# [Brano]
# # # # #

25 Settembre 2024
Ján Havlík, un «fallito» riconosciuto beato
Beatificato il 31 agosto, il seminarista slovacco Ján Havlík passò 11 anni tra carcere e campi di lavoro sotto il regime comunista, ponendo sempre al primo posto la fedeltà a Cristo e alla Chiesa, compassionevolmente attento ai drammi di coloro che incontrava.
A prima vista, la vita di Ján Havlík è stata un fallimento: voleva farsi prete ed è riuscito solo a pronunciare i voti temporanei, fu arrestato a 23 anni e uscì dal carcere a 34 con la salute rovinata, tanto che non era in grado di lavorare e dovettero assisterlo i genitori. Morì per strada, appoggiato a un bidone del carbone, a 37 anni. «Uomo di speranza», è stato beatificato come martire il 31 agosto scorso presso la basilica mariana di Šaštín, dedicata alla Vergine dei Sette dolori, patrona di Slovacchia.
Ján nacque il 12 febbraio 1928 a Vlčkovany (oggi Dubovce), un paesino della regione di Trnava, primogenito della famiglia di Karol e Justína (nata Polláková). La sua era una delle tante famiglie povere che vivevano in quelle zone agricole e che risentirono della crisi economica dei primi anni ’30.
Ebbe una giovinezza caratterizzata da sacrifici, come i chilometri fatti a piedi per raggiungere la scuola di Holíč, e poi dal 1941 i chilometri in bicicletta per arrivare al ginnasio di Skalica. Non c’erano soldi per l’autobus, e gli autisti preferivano far salire le donne dei villaggi che portavano al mercato il pollame. Una volta Janko stava tornando da scuola con gli unici abiti pesanti a sua disposizione, gli stivali e il cappotto del padre. A Holíč una signora lo notò e lo chiamò, gli regalò un giaccone, delle scarpe e un paio di pantaloni del figlio – «Un cappotto di pelle di camoscio di un bel colore grigio-verde, che indossai anch’io anni dopo» – ha ricordato Anton, il fratello minore di Ján. Fu un regalo di una donna sconosciuta che portava una stella gialla cucita sul cappotto. La Slovacchia infatti era diventata uno Stato fantoccio della Germania nazista.
Dai lazzaristi
Nel 1943 Ján entrò nella Scuola apostolica della Congregazione della Missione di San Vincenzo de’ Paoli a Banská Bystrica, dove erano accolti gratuitamente i ragazzi delle famiglie povere desiderosi di studiare e approfondire la vocazione sacerdotale.
I lazzaristi – e con essi le figlie della carità di San Vincenzo de’ Paoli – erano molto numerosi in Slovacchia, presenti dalla seconda metà del XIX secolo, e la loro missione era diretta soprattutto ai poveri, ai malati, agli anziani, agli orfani, ai carcerati.
Nel 1950 operavano ancora oltre 1000 suore, alle quali si aggiungevano 22 tra sacerdoti e religiosi. Gli attacchi nei loro confronti iniziarono già dopo la Seconda guerra mondiale e prima ancora del colpo di Stato comunista, perché si voleva impedire la diffusione di opinioni critiche nei confronti della nuova politica statale che in Slovacchia guardava con sospetto la Chiesa, dato che negli anni precedenti si era immanicata politicamente con il governo guidato da monsignor Tiso.

# # # # #

# [Righe di dati]
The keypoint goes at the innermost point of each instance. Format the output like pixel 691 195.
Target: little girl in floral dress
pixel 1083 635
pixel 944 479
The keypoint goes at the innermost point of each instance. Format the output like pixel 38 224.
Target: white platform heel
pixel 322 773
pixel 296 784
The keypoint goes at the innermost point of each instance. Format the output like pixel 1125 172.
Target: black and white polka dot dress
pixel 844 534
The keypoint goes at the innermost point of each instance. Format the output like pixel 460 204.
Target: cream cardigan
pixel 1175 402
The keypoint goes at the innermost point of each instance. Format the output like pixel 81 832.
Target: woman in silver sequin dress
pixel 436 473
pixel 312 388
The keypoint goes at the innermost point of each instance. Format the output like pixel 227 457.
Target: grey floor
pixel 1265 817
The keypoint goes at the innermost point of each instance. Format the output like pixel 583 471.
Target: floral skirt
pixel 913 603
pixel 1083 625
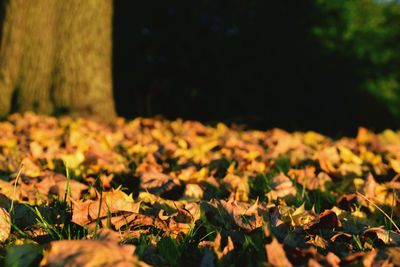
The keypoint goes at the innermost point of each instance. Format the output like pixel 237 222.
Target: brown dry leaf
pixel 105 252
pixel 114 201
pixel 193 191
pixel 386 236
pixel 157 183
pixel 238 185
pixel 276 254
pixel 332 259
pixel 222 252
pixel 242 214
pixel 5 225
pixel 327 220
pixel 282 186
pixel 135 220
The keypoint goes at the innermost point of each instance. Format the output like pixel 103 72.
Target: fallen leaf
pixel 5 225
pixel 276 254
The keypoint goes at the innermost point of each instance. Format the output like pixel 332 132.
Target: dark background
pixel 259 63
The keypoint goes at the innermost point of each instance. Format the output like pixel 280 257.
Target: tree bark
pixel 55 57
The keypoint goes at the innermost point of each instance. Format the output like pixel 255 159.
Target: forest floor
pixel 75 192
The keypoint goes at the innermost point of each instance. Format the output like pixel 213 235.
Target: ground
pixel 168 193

# # # # #

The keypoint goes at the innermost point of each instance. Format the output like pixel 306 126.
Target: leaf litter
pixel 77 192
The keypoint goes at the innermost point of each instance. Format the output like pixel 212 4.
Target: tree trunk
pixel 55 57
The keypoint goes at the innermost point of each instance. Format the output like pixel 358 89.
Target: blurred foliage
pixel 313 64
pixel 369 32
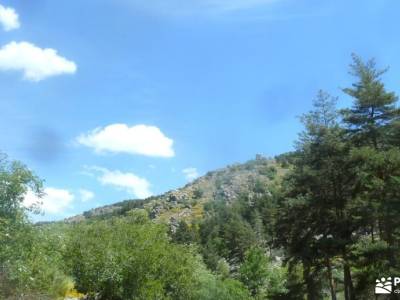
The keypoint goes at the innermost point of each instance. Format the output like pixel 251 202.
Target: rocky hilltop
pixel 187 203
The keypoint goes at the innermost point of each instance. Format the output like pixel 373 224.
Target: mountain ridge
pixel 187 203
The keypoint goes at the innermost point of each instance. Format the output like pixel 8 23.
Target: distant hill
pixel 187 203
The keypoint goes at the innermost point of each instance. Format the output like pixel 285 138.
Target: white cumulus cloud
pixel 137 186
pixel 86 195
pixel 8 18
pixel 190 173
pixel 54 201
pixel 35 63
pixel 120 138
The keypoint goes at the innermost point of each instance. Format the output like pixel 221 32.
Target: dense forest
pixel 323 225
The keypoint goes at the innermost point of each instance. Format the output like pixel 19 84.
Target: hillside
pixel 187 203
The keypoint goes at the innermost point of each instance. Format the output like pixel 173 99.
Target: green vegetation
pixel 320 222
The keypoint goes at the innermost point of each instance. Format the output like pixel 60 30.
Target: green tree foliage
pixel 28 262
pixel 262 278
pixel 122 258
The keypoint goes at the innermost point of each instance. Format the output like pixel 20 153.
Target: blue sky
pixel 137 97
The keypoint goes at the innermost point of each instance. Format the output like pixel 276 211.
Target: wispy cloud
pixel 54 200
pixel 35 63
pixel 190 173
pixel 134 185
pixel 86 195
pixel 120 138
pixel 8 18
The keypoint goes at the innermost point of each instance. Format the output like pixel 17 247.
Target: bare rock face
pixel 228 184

# # # # #

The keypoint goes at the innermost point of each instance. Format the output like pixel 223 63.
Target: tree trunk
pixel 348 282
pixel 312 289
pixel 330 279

# # # # #

# [Breve quesito]
Prosegua il brano su Ján Havlík a partire dall'ultima frase riportata. Le righe non hanno alcun legame con il brano.

# [Risposta all'esercizio]
Uno dei primi ad essere preso di mira sulla base di false accuse fu quell’impetuoso padre Štefan Krištín che sarebbe stato uno dei professori di Havlík e con lui avrebbe condiviso il carcere. Ma fu soprattutto durante tutti gli anni ’50 – dopo le famigerate Operazioni K2 contro gli ordini religiosi maschili in Slovacchia (maggio 1950), e R contro quelli femminili (agosto 1950) – che molti cristiani finirono ripetutamente sul banco degli imputati, accusati di ogni genere di malefatte: il regime comunista temeva infatti il lavoro quotidiano dei «pastori con l’odore delle pecore».
Nel 1949, dopo il diploma, Havlík entrò nel noviziato. Dopo la chiusura della Scuola apostolica, Ján e oltre duecento tra seminaristi e religiosi di vari ordini furono costretti a trasferirsi a Kostolná (Trenčín) per un periodo di «rieducazione politica» che doveva forgiare l’uomo nuovo socialista. Da lì furono poi trasferiti al cantiere della diga di Púchov, dove nelle baracche furono alloggiati separatamente (la baracca «del Vaticano») dagli altri giovani provenienti da tutto il paese. Le persecuzioni antireligiose non avevano ancora raggiunto il culmine, e ci fu spazio anche per la goliardia, come nel caso dell’incontro di pallavolo «Vaticano – Porte degli Inferi», in cui furono soprattutto i salesiani a battersi da campioni essendo lo sport parte integrante della loro formazione. Anche Ján fu cooptato, per via della statura che superava il metro e 90.
Allo stesso tempo nel cantiere era ancora possibile vivere comunitariamente la fede, sia pur con qualche accortezza: i seminaristi si alzavano prima della sveglia, e grazie alla presenza di alcuni sacerdoti potevano partecipare alla messa celebrata di nascosto, perché qualsiasi riunione doveva essere approvata dalla direzione.
Con l’imperversare della politica antireligiosa, l’unica possibilità rimasta ai seminaristi era la facoltà teologica di Bratislava, che però era sotto il controllo dello Stato. Per Ján non fu un momento facile, pregò Dio che gli indicasse la strada, per poter «rimanere fedele all’apostolato. La Croce di Cristo non si deve nascondere davanti alla gente». «Dobbiamo stare insieme – disse agli amici seminaristi, – dobbiamo continuare a studiare». Così fecero, si trovarono un lavoro e proseguirono la formazione teologica clandestinamente in un appartamento di Nitra: erano i fratelli Ján e Anton Havlík, Vojto Krištín, Bohuslav Pikala, Vladko Slávik e Milan Faško-Kaclík.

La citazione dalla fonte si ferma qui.